Stated exercise: Reproduce verbatim the lines of the entries below, starting at the line containing "the wet sand" and continuing through the final line of the entries, both ends included.

Coordinate annotation entries:
☆ ☆ ☆ ☆ ☆

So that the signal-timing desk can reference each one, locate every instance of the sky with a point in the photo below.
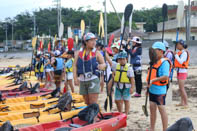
(10, 8)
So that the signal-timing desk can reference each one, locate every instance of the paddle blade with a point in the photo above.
(145, 110)
(70, 43)
(130, 24)
(69, 32)
(61, 30)
(122, 24)
(180, 13)
(82, 27)
(128, 11)
(164, 11)
(152, 56)
(108, 103)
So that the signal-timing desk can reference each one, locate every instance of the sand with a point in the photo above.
(136, 119)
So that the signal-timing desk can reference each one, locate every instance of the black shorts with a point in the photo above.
(58, 72)
(158, 99)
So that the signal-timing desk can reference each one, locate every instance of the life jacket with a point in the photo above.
(60, 64)
(88, 63)
(70, 69)
(39, 67)
(166, 54)
(184, 64)
(121, 75)
(154, 73)
(47, 66)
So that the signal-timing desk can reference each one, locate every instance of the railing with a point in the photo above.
(172, 24)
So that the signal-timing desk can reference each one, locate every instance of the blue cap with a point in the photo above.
(122, 54)
(89, 36)
(159, 45)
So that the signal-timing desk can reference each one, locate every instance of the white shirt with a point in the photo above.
(181, 59)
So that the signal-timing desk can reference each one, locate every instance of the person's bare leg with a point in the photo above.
(86, 98)
(93, 98)
(153, 115)
(164, 116)
(127, 107)
(183, 92)
(70, 82)
(102, 83)
(119, 105)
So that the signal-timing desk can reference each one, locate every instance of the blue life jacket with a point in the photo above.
(88, 64)
(60, 64)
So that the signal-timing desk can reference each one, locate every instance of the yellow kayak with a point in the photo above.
(44, 118)
(75, 96)
(24, 114)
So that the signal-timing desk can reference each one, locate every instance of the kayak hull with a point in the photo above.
(116, 122)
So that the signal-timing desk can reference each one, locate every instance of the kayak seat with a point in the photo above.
(64, 129)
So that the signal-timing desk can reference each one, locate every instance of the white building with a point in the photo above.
(171, 26)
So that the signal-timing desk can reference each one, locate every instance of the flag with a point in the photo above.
(101, 26)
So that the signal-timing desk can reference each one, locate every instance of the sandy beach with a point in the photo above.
(137, 121)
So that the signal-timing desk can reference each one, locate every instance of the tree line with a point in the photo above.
(46, 21)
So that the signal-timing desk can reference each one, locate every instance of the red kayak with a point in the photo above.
(43, 91)
(110, 122)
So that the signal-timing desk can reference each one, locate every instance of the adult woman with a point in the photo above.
(181, 63)
(86, 65)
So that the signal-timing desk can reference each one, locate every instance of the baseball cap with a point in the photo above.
(159, 45)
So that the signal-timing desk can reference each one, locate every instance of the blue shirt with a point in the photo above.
(162, 71)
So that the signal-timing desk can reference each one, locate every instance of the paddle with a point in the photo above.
(153, 59)
(164, 15)
(82, 25)
(34, 40)
(126, 16)
(127, 13)
(130, 28)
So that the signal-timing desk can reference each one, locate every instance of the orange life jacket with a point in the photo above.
(154, 73)
(184, 64)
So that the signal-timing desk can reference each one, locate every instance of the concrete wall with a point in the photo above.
(192, 48)
(170, 35)
(172, 24)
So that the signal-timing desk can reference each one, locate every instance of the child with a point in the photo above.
(123, 81)
(48, 70)
(69, 71)
(157, 87)
(39, 68)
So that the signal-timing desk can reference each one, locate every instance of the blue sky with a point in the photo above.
(10, 8)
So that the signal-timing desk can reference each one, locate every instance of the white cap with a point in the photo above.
(136, 40)
(166, 43)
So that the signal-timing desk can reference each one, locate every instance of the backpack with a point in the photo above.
(89, 113)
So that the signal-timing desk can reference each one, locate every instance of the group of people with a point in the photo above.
(55, 67)
(120, 66)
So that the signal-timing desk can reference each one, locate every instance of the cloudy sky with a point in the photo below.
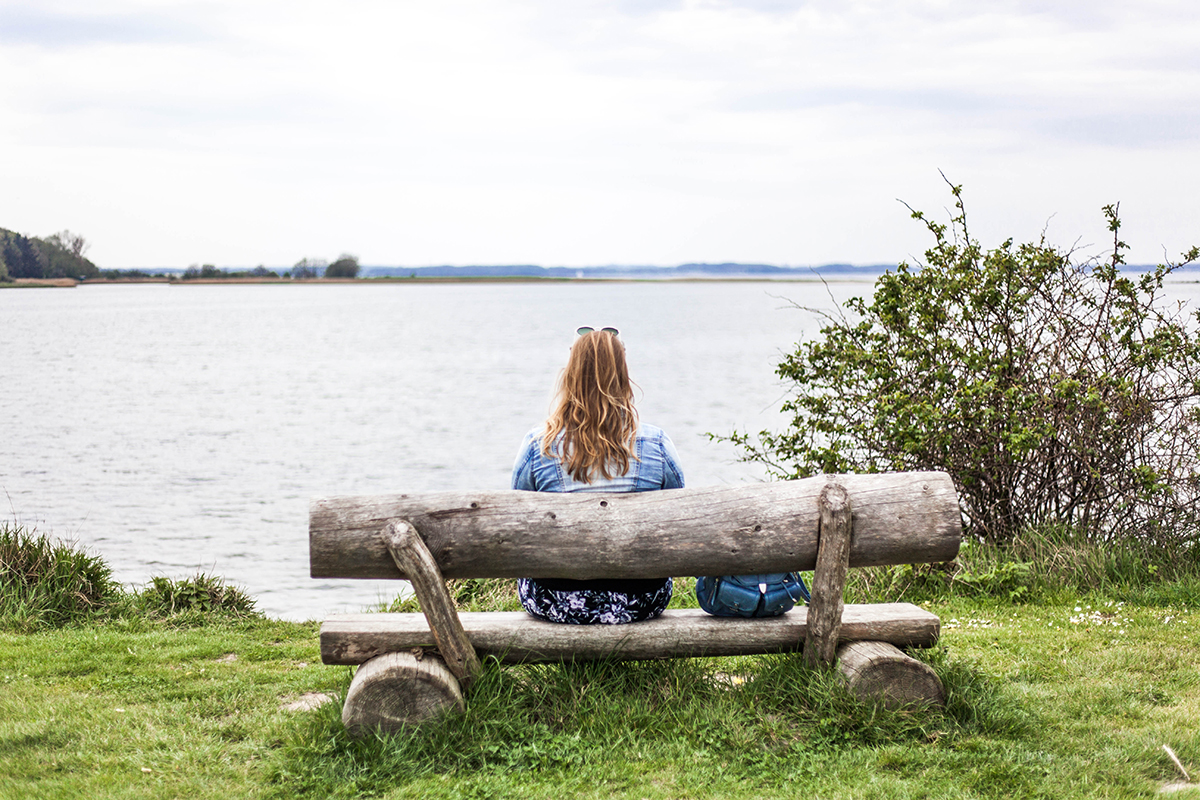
(594, 131)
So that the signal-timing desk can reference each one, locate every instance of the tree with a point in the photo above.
(1053, 391)
(309, 268)
(346, 266)
(22, 256)
(64, 257)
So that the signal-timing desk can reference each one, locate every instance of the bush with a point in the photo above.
(1054, 392)
(45, 583)
(197, 599)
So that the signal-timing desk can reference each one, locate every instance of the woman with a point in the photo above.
(593, 441)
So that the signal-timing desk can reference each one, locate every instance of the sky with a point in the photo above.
(594, 132)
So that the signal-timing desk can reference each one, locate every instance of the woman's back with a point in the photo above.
(593, 441)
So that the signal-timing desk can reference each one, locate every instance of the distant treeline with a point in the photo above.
(58, 256)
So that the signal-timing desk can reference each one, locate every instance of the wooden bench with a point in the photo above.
(414, 666)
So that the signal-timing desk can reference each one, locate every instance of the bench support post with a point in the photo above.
(395, 690)
(829, 578)
(877, 671)
(413, 558)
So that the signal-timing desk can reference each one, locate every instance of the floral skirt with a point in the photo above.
(592, 607)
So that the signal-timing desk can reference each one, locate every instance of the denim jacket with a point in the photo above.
(657, 467)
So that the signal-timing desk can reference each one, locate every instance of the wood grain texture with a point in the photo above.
(829, 579)
(399, 689)
(881, 672)
(899, 518)
(515, 637)
(403, 541)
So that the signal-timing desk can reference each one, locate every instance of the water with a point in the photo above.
(181, 428)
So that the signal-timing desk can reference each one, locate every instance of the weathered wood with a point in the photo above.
(414, 559)
(829, 579)
(515, 637)
(399, 689)
(880, 671)
(899, 518)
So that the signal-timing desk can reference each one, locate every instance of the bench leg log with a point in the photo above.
(877, 671)
(400, 689)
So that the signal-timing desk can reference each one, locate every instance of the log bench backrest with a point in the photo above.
(898, 518)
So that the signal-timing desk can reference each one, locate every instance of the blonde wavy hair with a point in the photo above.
(593, 410)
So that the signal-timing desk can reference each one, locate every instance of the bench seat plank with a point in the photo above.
(515, 637)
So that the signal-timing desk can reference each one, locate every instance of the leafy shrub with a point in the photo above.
(1053, 391)
(195, 599)
(45, 583)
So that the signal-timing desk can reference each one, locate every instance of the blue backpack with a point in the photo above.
(751, 595)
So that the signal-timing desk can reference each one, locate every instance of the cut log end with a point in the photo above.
(396, 690)
(877, 671)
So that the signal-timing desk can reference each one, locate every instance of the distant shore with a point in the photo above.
(67, 283)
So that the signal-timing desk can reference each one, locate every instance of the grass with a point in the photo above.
(46, 583)
(1059, 691)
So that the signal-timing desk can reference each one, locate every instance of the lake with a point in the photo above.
(184, 428)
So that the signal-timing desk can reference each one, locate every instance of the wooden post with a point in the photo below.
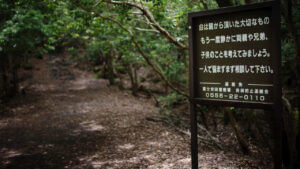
(194, 139)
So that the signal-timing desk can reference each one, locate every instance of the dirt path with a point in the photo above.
(68, 119)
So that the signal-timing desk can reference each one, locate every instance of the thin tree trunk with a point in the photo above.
(110, 69)
(242, 141)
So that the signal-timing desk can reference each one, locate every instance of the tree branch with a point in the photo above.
(151, 19)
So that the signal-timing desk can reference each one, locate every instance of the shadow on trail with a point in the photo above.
(28, 146)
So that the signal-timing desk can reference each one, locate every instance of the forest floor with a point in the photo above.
(69, 119)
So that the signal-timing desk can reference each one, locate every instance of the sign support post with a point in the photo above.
(235, 58)
(194, 138)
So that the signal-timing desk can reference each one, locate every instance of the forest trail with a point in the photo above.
(68, 119)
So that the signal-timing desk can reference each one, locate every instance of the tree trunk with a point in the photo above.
(110, 70)
(250, 1)
(224, 3)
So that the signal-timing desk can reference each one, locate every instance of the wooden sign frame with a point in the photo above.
(275, 107)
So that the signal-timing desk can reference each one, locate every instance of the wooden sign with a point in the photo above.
(235, 55)
(234, 61)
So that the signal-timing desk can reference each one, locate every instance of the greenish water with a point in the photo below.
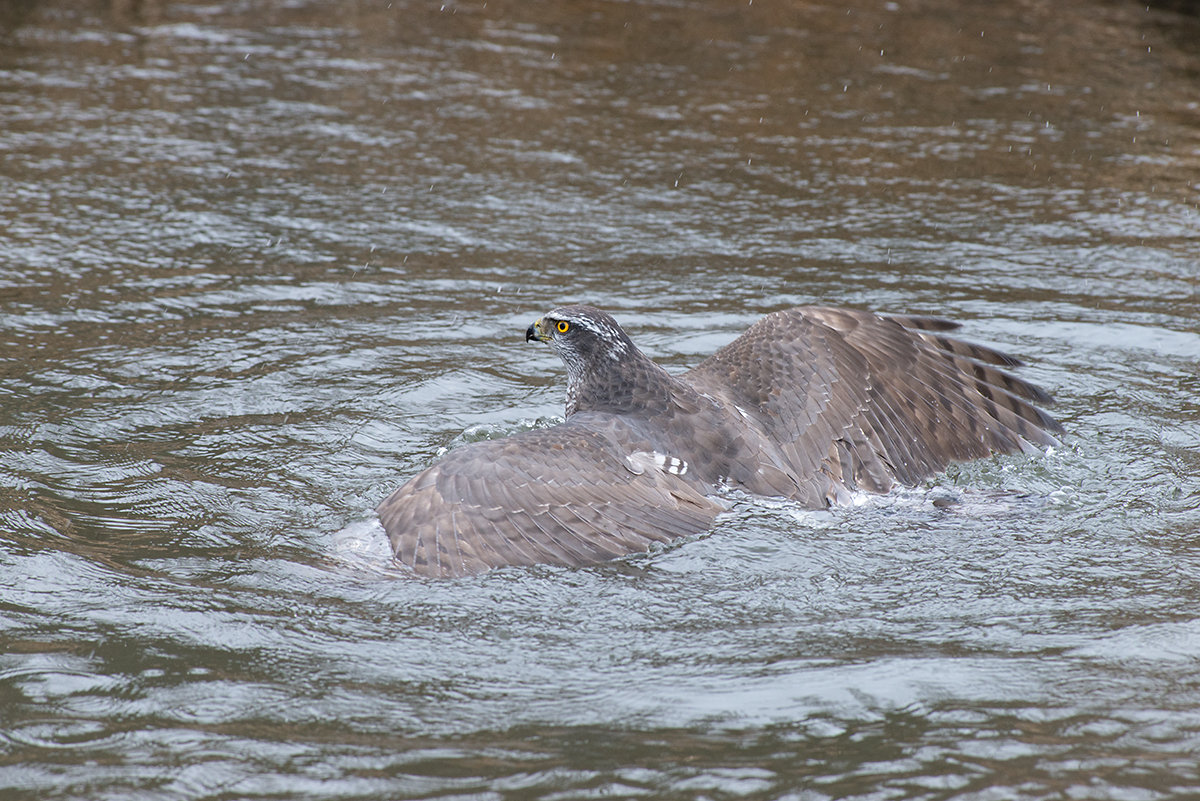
(261, 262)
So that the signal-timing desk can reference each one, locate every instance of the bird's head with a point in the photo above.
(591, 344)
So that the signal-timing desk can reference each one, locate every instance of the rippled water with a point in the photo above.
(263, 260)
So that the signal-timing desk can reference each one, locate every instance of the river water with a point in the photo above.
(262, 262)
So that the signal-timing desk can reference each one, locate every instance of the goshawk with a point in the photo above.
(809, 404)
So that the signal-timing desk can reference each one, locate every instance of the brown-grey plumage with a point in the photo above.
(810, 404)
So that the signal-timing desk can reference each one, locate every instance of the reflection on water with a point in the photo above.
(263, 262)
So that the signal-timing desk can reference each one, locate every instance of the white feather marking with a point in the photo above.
(639, 461)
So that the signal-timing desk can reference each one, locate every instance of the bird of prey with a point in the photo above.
(809, 404)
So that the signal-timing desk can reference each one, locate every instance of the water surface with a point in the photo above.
(263, 262)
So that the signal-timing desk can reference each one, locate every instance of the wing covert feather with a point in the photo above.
(557, 495)
(855, 399)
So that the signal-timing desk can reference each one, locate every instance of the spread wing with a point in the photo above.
(859, 401)
(574, 494)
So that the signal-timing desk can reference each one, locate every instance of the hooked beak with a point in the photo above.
(535, 332)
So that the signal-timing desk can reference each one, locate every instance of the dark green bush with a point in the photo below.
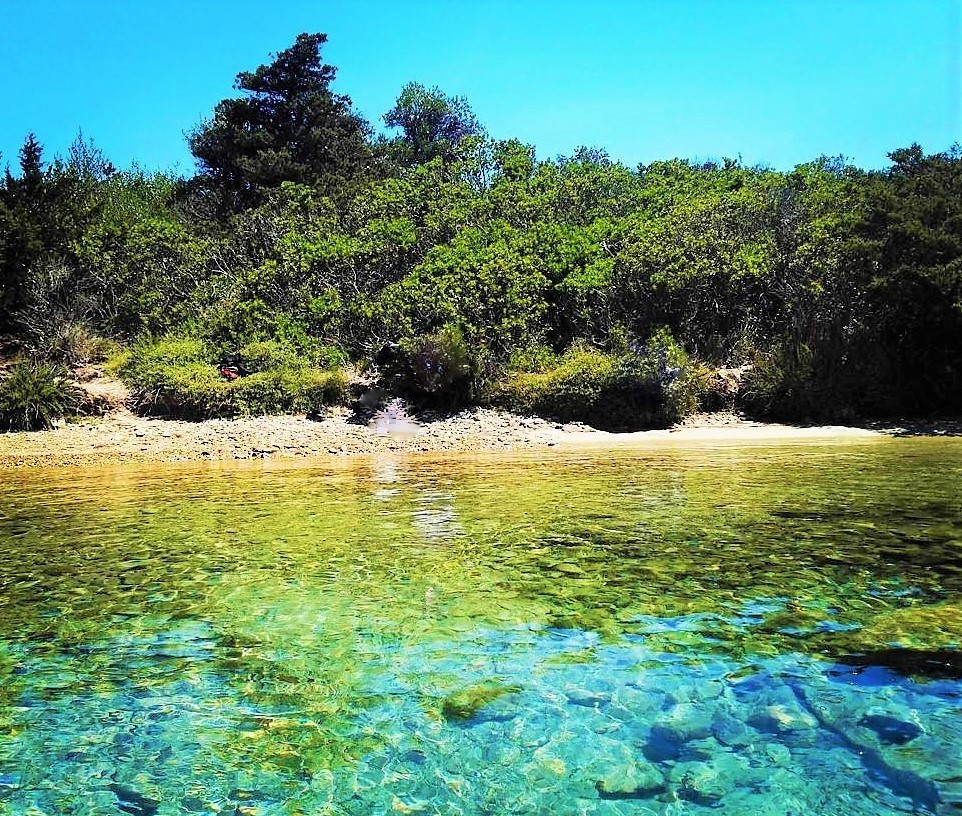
(797, 386)
(34, 395)
(179, 377)
(436, 370)
(613, 392)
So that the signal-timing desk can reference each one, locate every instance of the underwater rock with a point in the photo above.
(588, 699)
(635, 780)
(687, 721)
(698, 782)
(470, 703)
(943, 664)
(732, 732)
(778, 753)
(133, 802)
(891, 730)
(663, 745)
(779, 718)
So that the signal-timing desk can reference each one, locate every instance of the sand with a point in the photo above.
(123, 437)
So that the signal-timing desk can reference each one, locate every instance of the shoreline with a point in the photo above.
(122, 437)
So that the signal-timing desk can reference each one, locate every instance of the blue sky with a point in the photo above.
(777, 82)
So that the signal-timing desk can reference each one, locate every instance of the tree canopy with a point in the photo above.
(288, 126)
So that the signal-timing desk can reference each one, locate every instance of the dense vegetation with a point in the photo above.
(460, 269)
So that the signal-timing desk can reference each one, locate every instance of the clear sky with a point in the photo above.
(777, 82)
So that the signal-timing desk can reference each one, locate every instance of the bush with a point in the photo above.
(433, 370)
(283, 391)
(613, 392)
(34, 395)
(179, 377)
(795, 386)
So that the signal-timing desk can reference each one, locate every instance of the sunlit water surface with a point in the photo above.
(743, 630)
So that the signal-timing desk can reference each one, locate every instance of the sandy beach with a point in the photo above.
(125, 437)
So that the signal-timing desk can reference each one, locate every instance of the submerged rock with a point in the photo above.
(698, 782)
(468, 703)
(732, 732)
(633, 780)
(891, 730)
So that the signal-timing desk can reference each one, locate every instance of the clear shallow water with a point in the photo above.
(727, 630)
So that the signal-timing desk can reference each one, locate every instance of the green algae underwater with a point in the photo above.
(719, 629)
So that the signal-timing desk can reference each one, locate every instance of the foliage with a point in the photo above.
(432, 124)
(303, 242)
(614, 392)
(177, 376)
(34, 395)
(289, 126)
(434, 370)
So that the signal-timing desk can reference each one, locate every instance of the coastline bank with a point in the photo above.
(125, 437)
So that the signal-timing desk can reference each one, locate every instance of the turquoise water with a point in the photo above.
(771, 630)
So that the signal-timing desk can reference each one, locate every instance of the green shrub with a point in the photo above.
(435, 370)
(34, 395)
(613, 392)
(75, 344)
(284, 391)
(798, 386)
(264, 355)
(179, 377)
(532, 359)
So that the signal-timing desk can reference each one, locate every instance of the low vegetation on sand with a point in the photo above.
(457, 269)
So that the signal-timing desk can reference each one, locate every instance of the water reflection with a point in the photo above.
(770, 630)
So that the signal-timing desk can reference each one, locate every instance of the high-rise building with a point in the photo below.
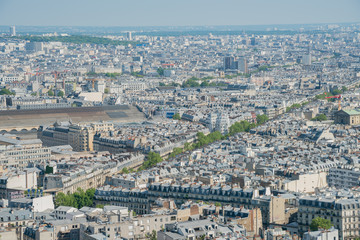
(229, 62)
(306, 59)
(12, 31)
(242, 65)
(129, 36)
(252, 41)
(34, 46)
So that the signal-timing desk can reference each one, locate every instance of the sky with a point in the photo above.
(176, 13)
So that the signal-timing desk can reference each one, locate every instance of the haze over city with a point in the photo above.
(176, 13)
(179, 120)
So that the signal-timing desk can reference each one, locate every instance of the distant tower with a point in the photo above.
(242, 65)
(12, 31)
(129, 37)
(253, 41)
(228, 62)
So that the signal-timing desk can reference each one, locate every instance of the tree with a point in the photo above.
(320, 223)
(60, 94)
(319, 117)
(49, 169)
(204, 84)
(335, 91)
(160, 71)
(78, 199)
(51, 93)
(176, 116)
(6, 91)
(260, 119)
(152, 159)
(152, 235)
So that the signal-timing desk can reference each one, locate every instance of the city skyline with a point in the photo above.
(184, 13)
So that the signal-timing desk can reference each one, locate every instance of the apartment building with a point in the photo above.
(344, 214)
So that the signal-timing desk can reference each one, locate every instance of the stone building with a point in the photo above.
(348, 117)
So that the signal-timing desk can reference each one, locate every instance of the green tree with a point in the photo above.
(260, 119)
(160, 71)
(176, 116)
(319, 117)
(204, 84)
(49, 170)
(151, 160)
(60, 94)
(335, 91)
(151, 236)
(320, 223)
(51, 93)
(78, 199)
(6, 91)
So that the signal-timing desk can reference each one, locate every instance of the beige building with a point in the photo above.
(343, 213)
(348, 117)
(18, 153)
(79, 136)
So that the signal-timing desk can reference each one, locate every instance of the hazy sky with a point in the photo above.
(175, 13)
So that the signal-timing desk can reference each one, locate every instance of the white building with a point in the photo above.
(331, 234)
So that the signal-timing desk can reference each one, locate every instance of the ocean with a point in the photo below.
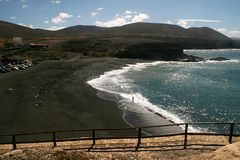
(206, 91)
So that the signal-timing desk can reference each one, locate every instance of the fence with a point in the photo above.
(139, 134)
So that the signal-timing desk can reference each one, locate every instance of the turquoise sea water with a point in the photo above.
(181, 91)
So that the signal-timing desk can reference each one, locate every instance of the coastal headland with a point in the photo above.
(53, 95)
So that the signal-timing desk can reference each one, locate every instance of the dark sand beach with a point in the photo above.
(54, 95)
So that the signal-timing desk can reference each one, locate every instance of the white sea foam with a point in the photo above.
(115, 82)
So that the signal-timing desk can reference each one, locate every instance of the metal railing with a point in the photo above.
(139, 135)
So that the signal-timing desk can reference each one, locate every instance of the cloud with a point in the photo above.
(61, 18)
(222, 30)
(4, 1)
(55, 1)
(25, 25)
(234, 33)
(54, 28)
(94, 14)
(128, 12)
(24, 6)
(169, 22)
(184, 22)
(99, 9)
(126, 18)
(12, 17)
(139, 17)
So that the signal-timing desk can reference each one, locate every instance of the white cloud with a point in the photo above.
(234, 33)
(25, 25)
(94, 14)
(128, 12)
(169, 22)
(139, 17)
(4, 1)
(126, 18)
(54, 28)
(184, 22)
(61, 18)
(99, 9)
(222, 30)
(24, 6)
(13, 17)
(55, 1)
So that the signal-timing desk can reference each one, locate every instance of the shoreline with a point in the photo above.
(137, 115)
(67, 102)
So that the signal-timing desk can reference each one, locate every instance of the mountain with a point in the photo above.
(203, 37)
(9, 30)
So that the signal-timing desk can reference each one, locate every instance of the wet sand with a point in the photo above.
(53, 95)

☆ ☆ ☆ ☆ ☆

Response to this task:
So that the signal-timing desk can reference each one, locate every instance of the wet sand with a point in the photo above.
(53, 95)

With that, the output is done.